Esercizi da svolgere >>
(1) Indica se ciascuna delle affermazioni (a), (b) e (c) concorda con il testo sull'avvio della legislatura. Per ognuna rispondi sì o no e cita fedelmente le parole del testo che lo stabiliscono. (a) Alla Camera, al primo scrutinio per eleggere il presidente, servono 267 voti. (b) Al Senato, se nel ballottaggio i due candidati ottengono gli stessi voti, viene eletto il più giovane. (c) All'inizio della scorsa legislatura Elisabetta Casellati fu eletta presidente del Senato al quarto scrutinio.
(2) Trasforma in un elenco puntato il paragrafo del testo sull'avvio della legislatura che comincia con «Al Senato invece nei primi due scrutini», mantenendone tutti i fatti principali.

Testo fornito >>
I regolamenti della Camera dei deputati prevedono che la legislatura venga aperta dall’ex vicepresidente più anziano, in questo caso Ettore Rosato di Italia Viva (se non fosse stato presente, si sarebbe andati a ritroso ai vecchi vicepresidenti della Camera o eventualmente al deputato più anziano in aula). Al Senato invece spetta al più anziano: teoricamente sarebbe il 97enne senatore a vita Giorgio Napolitano, che aprì già la diciottesima legislatura nel 2018, ma dovrebbe essere assente per ragioni di salute. Al suo posto lo farà Liliana Segre, anche lei senatrice a vita, che di anni ne ha 92.
Aperta ufficialmente la legislatura in ciascuna delle due camere, la prima cosa da fare è eleggerne i rispettivi presidenti. Entrambe le votazioni avvengono a scrutinio segreto, ma con regole diverse sulla maggioranza da raggiungere per l’elezione: alla Camera al primo scrutinio serve una maggioranza dei due terzi dei componenti (quindi 267 voti); al secondo e al terzo scrutinio una maggioranza dei due terzi dei voti espressi (quindi il numero può variare), all’interno dei quali si contano anche le schede bianche; dal quarto in poi basta la maggioranza assoluta dei voti, cioè più della metà (anche qui quindi il numero può variare).
Al Senato invece nei primi due scrutini basta già la maggioranza assoluta dei componenti (quindi 104 voti su 206 senatori, contando i 6 a vita). Dal terzo serve la maggioranza assoluta dei presenti, e in caso non si raggiunga nemmeno così si procede nello stesso giorno a un ballottaggio tra i due candidati più votati nella terza votazione, in cui viene eletto chi tra i due prenda più voti. A parità di voti viene eletto il più anziano.
Solitamente le votazioni per i due presidenti delle camere non richiedono più di uno o due giorni: ce ne vollero due persino all’inizio della scorsa legislatura per eleggere Roberto Fico alla Camera (al quarto scrutinio) ed Elisabetta Casellati al Senato (al terzo), nonostante le elezioni avessero prodotto un parlamento assai più frammentato di quello che si insedierà giovedì. Ci si aspetta, insomma, che entro venerdì 14 ottobre entrambi i presidenti possano già essere eletti.
Questa volta le discussioni sono soprattutto interne alla coalizione di destra, e potrebbero essere meno semplici del previsto perché dall’assegnazione della presidenza delle camere potrebbero dipendere anche alcune scelte sui ministri del prossimo governo. Il Corriere della Sera scrive che Giorgia Meloni e Fratelli d’Italia vorrebbero proporre alla presidenza del Senato un loro eletto e politico di lunga esperienza, Ignazio La Russa, già vicepresidente nell’ultima legislatura. Alla Lega lascerebbero invece la presidenza della Camera (sempre il Corriere fa il nome di Riccardo Molinari), ma sembra che la Lega stia invece chiedendo la presidenza del Senato, proponendo Roberto Calderoli.
Se Meloni dovesse cedere su questo punto, è probabile che alla Lega verrà fatta qualche concessione in meno sulle pretese avanzate per i ministeri, e viceversa la Lega potrebbe avere qualche margine in più di manovra nelle prossime trattative per il governo se dovesse “accontentarsi” della presidenza della Camera.

Dati forniti >>

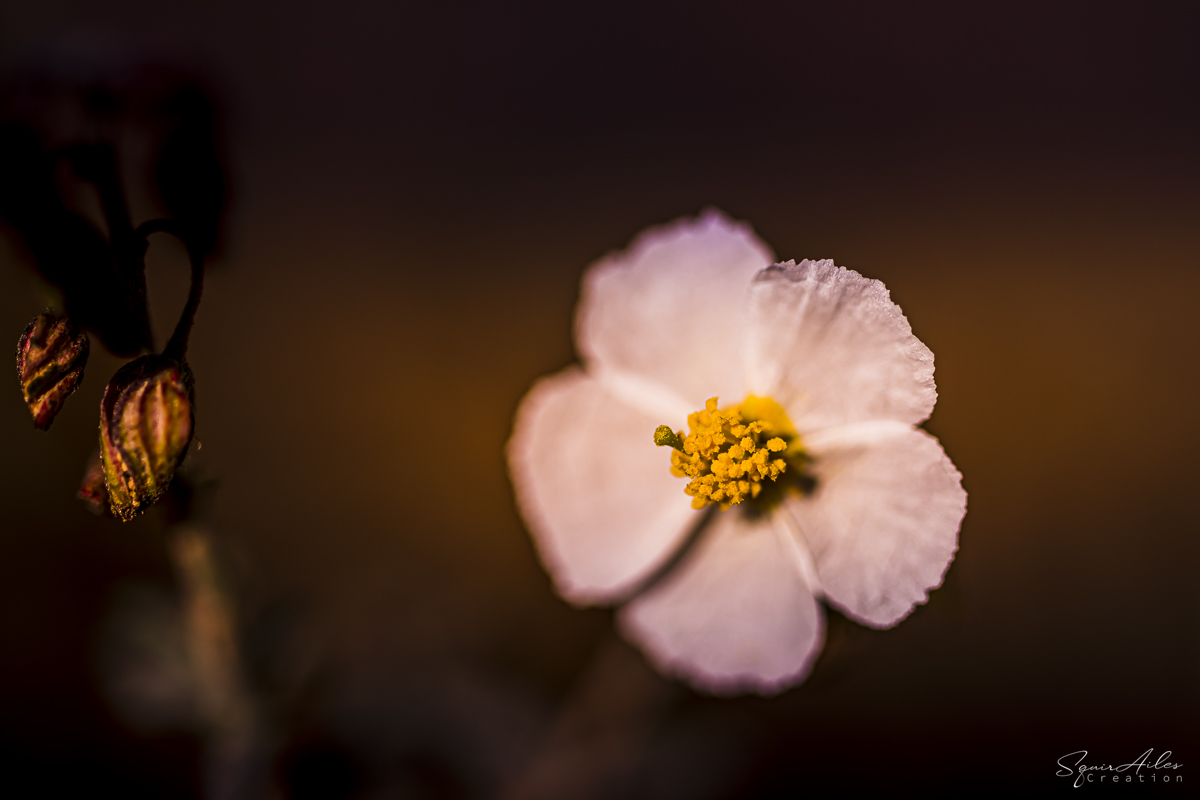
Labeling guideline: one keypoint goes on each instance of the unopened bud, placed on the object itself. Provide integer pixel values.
(145, 425)
(51, 355)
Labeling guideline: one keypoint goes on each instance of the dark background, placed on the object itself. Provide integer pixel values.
(415, 193)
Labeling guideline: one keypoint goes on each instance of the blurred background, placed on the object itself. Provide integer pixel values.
(412, 194)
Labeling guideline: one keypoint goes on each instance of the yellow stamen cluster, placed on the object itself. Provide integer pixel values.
(726, 458)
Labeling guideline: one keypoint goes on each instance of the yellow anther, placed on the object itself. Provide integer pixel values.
(727, 452)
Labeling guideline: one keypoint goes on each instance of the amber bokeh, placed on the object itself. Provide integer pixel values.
(415, 198)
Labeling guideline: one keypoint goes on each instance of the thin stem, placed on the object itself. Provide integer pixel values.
(178, 344)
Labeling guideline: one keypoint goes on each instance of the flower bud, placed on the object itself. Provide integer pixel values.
(51, 355)
(145, 425)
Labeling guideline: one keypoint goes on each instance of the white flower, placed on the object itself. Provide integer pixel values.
(691, 311)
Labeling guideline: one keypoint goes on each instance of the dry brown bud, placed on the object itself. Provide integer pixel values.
(145, 425)
(51, 356)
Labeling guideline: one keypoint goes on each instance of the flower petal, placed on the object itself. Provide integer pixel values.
(594, 489)
(670, 308)
(882, 523)
(832, 348)
(736, 614)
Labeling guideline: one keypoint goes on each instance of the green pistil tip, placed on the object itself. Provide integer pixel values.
(665, 437)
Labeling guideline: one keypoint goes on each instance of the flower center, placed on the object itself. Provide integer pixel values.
(744, 452)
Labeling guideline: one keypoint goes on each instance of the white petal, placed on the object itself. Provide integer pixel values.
(595, 492)
(670, 308)
(832, 348)
(882, 523)
(736, 614)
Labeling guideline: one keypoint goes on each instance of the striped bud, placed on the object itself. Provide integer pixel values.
(51, 355)
(145, 425)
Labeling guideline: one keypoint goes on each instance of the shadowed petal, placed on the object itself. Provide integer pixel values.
(594, 489)
(832, 348)
(670, 308)
(882, 524)
(736, 615)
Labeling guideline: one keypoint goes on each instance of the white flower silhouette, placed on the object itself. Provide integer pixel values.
(870, 519)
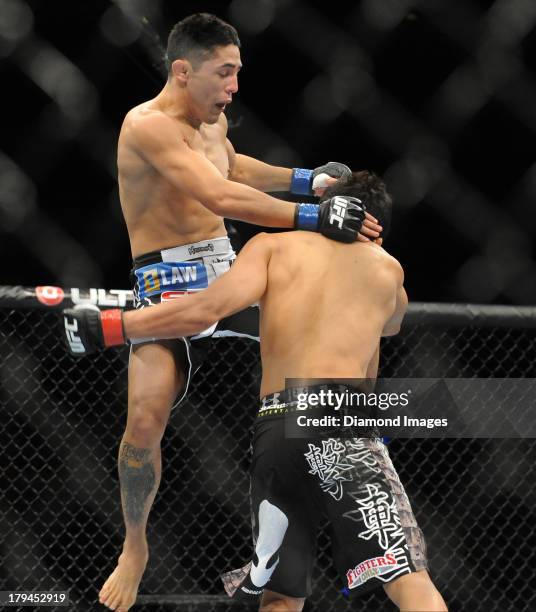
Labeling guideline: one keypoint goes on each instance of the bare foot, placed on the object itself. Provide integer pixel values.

Risposte attese >>
(1)
(a) Sì: «alla Camera al primo scrutinio serve una maggioranza dei due terzi dei componenti (quindi 267 voti)».
(b) No: «A parità di voti viene eletto il più anziano.»
(c) No: «ed Elisabetta Casellati al Senato (al terzo)».

(2)
- Nei primi due scrutini basta la maggioranza assoluta dei componenti, cioè 104 voti su 206 senatori, contando i 6 a vita.
- Dal terzo scrutinio serve la maggioranza assoluta dei presenti.
- Se non si raggiunge nemmeno questa, nello stesso giorno si procede a un ballottaggio tra i due candidati più votati nella terza votazione, e viene eletto chi prende più voti.
- A parità di voti viene eletto il più anziano.